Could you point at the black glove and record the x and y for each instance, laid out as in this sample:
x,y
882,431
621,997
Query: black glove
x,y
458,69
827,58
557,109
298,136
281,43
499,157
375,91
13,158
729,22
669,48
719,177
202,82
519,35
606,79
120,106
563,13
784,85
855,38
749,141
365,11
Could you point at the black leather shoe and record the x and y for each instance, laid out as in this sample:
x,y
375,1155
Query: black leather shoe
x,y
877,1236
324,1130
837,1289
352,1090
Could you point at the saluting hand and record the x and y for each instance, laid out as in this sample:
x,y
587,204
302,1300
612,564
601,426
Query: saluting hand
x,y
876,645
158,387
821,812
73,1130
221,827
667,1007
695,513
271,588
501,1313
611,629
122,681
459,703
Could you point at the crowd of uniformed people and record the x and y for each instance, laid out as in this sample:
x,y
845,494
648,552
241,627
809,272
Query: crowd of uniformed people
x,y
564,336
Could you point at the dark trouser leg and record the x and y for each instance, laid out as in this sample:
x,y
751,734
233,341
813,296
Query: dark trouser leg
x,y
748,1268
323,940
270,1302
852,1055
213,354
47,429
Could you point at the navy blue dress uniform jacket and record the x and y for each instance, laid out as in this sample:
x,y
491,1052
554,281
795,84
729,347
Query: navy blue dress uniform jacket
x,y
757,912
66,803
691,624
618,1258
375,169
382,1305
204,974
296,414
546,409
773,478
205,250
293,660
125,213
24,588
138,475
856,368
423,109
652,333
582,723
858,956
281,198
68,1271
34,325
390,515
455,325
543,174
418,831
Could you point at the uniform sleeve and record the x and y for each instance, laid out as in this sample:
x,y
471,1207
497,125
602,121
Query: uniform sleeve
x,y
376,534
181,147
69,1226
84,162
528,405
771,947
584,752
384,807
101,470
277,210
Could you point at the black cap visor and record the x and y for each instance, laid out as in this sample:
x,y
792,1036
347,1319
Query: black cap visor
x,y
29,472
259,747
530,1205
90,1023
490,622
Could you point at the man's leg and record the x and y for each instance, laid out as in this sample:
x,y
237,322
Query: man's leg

##########

(PROBLEM DETAILS)
Count every line in the entries above where the word "each" appears; respond with the number alone.

(TASK SOLUTION)
9